Edit the rows starting at the line containing "Might I trouble you for the coordinates of the window" and ending at the last row, replacing every instance of "in this photograph" with "in this image" and leaving all else unchanged. Return only those rows.

Part of a data file:
━━━━━━━━━━━━━━━━━━━━━━━━━━━━━━
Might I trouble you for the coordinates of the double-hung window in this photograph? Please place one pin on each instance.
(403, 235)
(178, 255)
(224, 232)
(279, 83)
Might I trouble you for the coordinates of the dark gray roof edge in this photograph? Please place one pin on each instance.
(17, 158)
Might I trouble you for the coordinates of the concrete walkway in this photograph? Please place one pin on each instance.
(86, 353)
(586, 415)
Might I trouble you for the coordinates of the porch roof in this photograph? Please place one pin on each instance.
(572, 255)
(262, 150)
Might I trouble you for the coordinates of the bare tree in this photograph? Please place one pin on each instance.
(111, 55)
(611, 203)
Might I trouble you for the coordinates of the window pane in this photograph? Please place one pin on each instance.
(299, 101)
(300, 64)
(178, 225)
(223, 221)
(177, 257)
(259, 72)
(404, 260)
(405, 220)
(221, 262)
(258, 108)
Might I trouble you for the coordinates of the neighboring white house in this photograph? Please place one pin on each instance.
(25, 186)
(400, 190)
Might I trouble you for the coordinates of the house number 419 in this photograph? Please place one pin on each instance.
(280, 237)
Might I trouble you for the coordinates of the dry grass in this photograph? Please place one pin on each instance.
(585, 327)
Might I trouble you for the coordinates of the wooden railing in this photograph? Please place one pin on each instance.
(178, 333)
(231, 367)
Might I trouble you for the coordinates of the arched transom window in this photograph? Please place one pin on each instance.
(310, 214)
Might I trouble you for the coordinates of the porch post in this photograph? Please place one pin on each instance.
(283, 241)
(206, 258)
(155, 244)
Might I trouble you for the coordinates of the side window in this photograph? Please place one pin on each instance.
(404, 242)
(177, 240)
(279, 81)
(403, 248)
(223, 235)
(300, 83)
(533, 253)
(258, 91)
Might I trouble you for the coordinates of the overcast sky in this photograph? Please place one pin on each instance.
━━━━━━━━━━━━━━━━━━━━━━━━━━━━━━
**Exercise result:**
Might I trouble you for the coordinates of the window pane in this image? Please place one pin on each instance.
(299, 101)
(300, 64)
(178, 225)
(223, 221)
(177, 257)
(259, 72)
(404, 260)
(405, 220)
(221, 262)
(258, 108)
Might I trouble you for the coordinates of the neighboring white house in this image? Please place one pin on each instance.
(25, 186)
(400, 190)
Might I trouble you for the coordinates of the house number 419 in this image? Please place one pin on each instance.
(280, 237)
Might I trouble you for the coordinates of the dry grass in this image? Please place one pin on each instance.
(585, 327)
Might I trouble you for the coordinates of the wooden railing in this image? Please place one pin on each instance.
(178, 333)
(231, 367)
Might I trouble you for the coordinates of the arched transom window in this image? Please place one pin on each instance.
(310, 214)
Might I trouble you for the coordinates of the porch post in this image? Please place one pin on each instance.
(283, 241)
(206, 258)
(155, 244)
Might I trouble you for the coordinates of the side window in this image? Please place one pin on each instance.
(404, 242)
(177, 240)
(279, 81)
(403, 248)
(223, 235)
(300, 83)
(533, 253)
(258, 91)
Might I trouble you for the coordinates of the overcast sky in this image? Please place one pin on each instance.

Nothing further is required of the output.